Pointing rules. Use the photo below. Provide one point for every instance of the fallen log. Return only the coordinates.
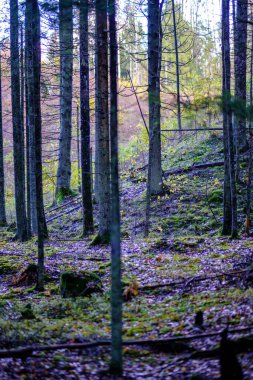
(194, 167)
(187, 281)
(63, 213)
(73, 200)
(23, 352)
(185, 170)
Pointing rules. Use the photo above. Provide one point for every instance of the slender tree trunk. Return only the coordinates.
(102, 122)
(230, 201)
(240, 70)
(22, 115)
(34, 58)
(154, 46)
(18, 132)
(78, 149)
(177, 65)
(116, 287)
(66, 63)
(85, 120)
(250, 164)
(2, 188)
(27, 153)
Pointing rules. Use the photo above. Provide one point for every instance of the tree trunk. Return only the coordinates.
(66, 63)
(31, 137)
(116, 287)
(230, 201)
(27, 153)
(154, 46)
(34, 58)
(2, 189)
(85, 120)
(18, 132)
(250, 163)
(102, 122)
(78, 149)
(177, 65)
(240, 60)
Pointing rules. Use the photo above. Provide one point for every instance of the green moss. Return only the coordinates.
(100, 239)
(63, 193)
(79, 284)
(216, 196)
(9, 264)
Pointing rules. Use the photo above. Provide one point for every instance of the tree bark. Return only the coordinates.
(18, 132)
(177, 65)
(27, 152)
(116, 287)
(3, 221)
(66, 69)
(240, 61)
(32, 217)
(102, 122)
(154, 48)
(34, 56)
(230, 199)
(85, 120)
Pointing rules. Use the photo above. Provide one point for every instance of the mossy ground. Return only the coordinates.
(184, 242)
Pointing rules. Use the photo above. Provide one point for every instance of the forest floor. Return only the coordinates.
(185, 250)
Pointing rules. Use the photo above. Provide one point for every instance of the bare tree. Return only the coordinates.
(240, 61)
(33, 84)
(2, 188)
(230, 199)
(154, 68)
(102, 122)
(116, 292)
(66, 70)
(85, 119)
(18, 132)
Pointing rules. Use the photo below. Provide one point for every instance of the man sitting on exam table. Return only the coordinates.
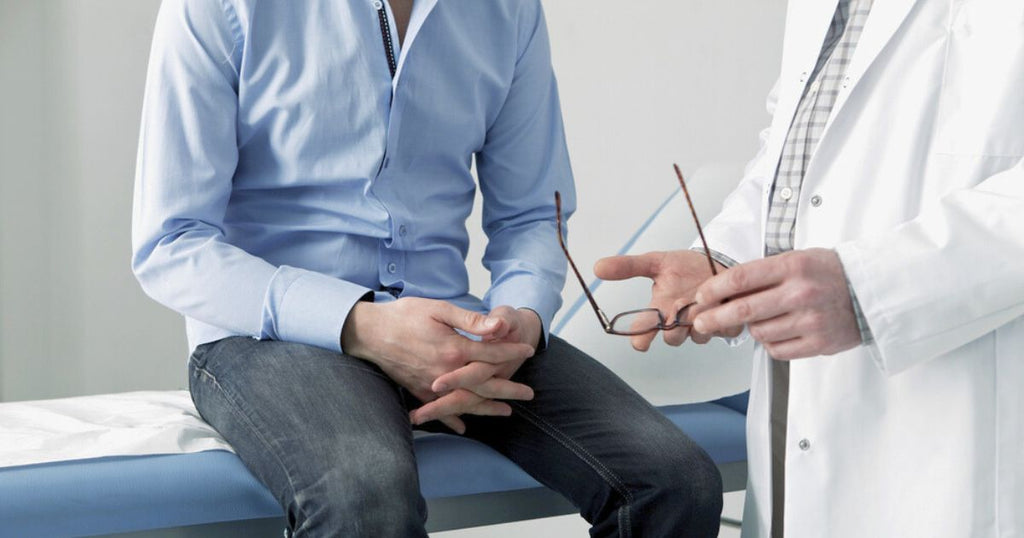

# # # #

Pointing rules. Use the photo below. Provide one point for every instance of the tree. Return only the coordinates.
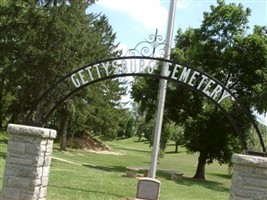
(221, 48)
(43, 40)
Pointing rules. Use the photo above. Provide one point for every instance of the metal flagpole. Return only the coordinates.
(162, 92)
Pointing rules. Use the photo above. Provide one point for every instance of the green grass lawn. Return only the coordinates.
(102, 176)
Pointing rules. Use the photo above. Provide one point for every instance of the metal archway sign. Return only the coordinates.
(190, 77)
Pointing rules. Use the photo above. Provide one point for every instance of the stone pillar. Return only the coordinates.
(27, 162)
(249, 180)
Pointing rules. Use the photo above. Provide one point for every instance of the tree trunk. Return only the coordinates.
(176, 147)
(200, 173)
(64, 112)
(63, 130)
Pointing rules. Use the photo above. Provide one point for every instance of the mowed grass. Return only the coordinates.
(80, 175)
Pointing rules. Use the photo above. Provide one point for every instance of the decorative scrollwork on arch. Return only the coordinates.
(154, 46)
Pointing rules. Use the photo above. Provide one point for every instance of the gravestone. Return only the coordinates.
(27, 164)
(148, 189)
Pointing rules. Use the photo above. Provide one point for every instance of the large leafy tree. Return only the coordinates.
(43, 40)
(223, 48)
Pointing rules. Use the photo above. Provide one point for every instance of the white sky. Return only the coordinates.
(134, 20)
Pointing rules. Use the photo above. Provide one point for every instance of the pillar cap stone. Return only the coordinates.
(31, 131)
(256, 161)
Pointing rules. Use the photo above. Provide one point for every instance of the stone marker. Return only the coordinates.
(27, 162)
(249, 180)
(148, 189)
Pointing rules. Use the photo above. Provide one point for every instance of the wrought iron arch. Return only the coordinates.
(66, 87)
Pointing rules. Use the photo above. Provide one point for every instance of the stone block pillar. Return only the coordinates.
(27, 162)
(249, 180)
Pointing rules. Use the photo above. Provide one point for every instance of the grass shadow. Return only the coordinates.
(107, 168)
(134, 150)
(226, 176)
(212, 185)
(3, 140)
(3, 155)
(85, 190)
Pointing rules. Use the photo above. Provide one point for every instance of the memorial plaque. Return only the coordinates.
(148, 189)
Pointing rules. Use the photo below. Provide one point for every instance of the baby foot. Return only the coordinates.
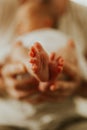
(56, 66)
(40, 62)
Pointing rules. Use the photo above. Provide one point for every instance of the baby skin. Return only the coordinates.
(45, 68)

# # # #

# [WHAT IS REQUIRED]
Retype word for word everything in the listing above from the line that holds "floor. Return only the coordinates." down to the line that holds "table. Return only the coordinates.". Keep both end lines and leave out the rest.

# [WORKED SOLUTION]
Pointing rules. Use the photo above. Provide one point for every instance of the forest floor. Return only the coordinates.
(185, 250)
Pointing rules. Use the photo above. Provide one point for every instance of the bare tree. Return only the coordinates.
(240, 61)
(33, 84)
(2, 188)
(230, 199)
(154, 68)
(102, 122)
(116, 292)
(66, 70)
(85, 119)
(18, 132)
Pointing rules. Use the photo below. Provide one point for every instance of the man sitting on exam table. Return only the coordinates.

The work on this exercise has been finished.